Caught in the classifieds: 1993 Bentley Turbo R
In last week’s “Caught in the classifieds”, we featured a lightweight Lotus Elise S. This week we’re doing a full 180 and featuring something at the other end of the spectrum: a 1993 Bentley Turbo R, one of the most luxurious cars of its time. When the Turbo R came out, it was more expensive than both the Bentley Mulsanne S and the Rolls-Royce Silver Spirit. It was only trumped in price by the heftier Rolls-Royce Silver Spur, but for reasons we’ll get to in a minute, the Bentley was much sportier than the Roller.
Back in the early 1990s, a brand-new Turbo R cost upwards of £130,000. The ‘R’ stands for ‘Roadholding’, Bentley’s way of calling it a sporty model. Although it’s a far cry from something like a Lotus Elise S, for a massive 2,5-ton barge it was remarkably sharp back in the day. In many ways, the Turbo R paved the way for Bentley’s current crop of sporty models, including the now-iconic Mulsanne and the new Flying Spur.
This example listed on our site has a rather conservative 65,000 miles on the clock and has an asking price of under £15,000. That’s a tenth of what it would have cost you to purchase brand-new back in the day. In fact, with the modern Flying Spur starting at £185,000 and the new Mulsanne costing upwards of £240,000, a good-condition Turbo R is the best way to get into Bentley ownership.
The Turbo R is a creation of the late 80s, so it has a typical boxy shape with not a lot of ‘modern’ design cues. You could call it retro or old-school, but in reality, it’s just a representation of a foregone era. Unlike most 80s and 90s cars though, the Turbo R seems to have aged quite well. For starters, it’s still instantly recognizable as a Bentley, even to non-petrolheads. It looks and feels expensive, even if you can purchase one right now for less than the cost of a brand-new Ford Focus.
The Turbo R is not ostentatious or brash though. If you drive a new Mulsanne or Flying Spur people will look at you funny, but if you’re minding your business in a Turbo R, no one bats an eye. Whereas people might see someone driving a new Bentley and think he’s showing off, anyone driving a Turbo R is instantly seen as classy and sophisticated.
The Turbo R itself looks massive in pictures but is much ‘smaller’ in person. In reality, cars have gotten so massive that an older Bentley seems normal in comparison. The Turbo R is roughly the same size as a brand-new BMW 7-Series and is nowhere near as large as a new Mulsanne. It’s still a hefty-sized car, but it’s manageable and usable as an everyday car even in urban environments.

□ □ □ □ □

__Task requirements__: Retype the passage from the 1993 Bentley Turbo R article, starting with "The Turbo R is a" and going on through "classy and sophisticated.". The records are unrelated to the text and play no role in the task.

□ □ □ □ □

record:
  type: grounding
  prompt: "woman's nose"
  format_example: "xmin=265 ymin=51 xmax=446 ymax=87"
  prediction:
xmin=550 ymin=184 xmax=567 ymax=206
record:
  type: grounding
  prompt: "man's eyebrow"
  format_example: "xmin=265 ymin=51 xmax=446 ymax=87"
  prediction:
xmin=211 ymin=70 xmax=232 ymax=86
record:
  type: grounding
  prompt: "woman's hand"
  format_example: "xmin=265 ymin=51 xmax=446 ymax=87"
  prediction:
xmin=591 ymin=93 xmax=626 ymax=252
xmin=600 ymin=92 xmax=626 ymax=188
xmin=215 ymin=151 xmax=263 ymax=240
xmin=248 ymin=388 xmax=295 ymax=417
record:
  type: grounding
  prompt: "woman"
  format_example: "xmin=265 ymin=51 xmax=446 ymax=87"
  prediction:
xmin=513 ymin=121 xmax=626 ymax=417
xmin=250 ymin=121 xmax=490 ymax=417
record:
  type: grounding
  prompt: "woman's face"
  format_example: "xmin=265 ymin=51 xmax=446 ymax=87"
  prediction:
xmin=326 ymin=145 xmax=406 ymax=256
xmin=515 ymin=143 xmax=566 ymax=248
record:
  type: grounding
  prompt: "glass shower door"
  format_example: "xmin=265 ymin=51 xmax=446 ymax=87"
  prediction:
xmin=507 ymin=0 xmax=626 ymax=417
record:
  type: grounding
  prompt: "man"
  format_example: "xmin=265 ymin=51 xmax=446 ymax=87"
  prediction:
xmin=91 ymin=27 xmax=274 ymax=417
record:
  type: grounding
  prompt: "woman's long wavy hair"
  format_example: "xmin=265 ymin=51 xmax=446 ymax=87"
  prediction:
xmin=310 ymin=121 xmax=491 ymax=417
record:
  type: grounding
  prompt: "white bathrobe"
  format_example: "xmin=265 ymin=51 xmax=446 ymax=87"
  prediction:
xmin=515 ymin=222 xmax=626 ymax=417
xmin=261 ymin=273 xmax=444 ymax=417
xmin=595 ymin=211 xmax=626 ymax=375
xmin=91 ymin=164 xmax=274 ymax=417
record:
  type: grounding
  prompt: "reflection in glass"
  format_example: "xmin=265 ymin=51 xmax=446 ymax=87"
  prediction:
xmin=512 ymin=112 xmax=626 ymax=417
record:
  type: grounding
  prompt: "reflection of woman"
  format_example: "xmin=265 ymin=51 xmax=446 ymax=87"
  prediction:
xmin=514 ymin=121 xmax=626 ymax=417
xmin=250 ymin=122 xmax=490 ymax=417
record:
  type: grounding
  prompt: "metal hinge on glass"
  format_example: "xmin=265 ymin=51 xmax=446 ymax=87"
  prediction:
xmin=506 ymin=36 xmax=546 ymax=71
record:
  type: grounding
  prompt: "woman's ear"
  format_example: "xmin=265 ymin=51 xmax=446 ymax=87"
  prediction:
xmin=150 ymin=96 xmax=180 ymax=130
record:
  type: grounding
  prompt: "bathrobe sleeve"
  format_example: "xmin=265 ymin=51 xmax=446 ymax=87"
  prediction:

□ □ □ □ □

__Answer for this exercise__:
The Turbo R is a creation of the late 80s, so it has a typical boxy shape with not a lot of ‘modern’ design cues. You could call it retro or old-school, but in reality, it’s just a representation of a foregone era. Unlike most 80s and 90s cars though, the Turbo R seems to have aged quite well. For starters, it’s still instantly recognizable as a Bentley, even to non-petrolheads. It looks and feels expensive, even if you can purchase one right now for less than the cost of a brand-new Ford Focus.
The Turbo R is not ostentatious or brash though. If you drive a new Mulsanne or Flying Spur people will look at you funny, but if you’re minding your business in a Turbo R, no one bats an eye. Whereas people might see someone driving a new Bentley and think he’s showing off, anyone driving a Turbo R is instantly seen as classy and sophisticated.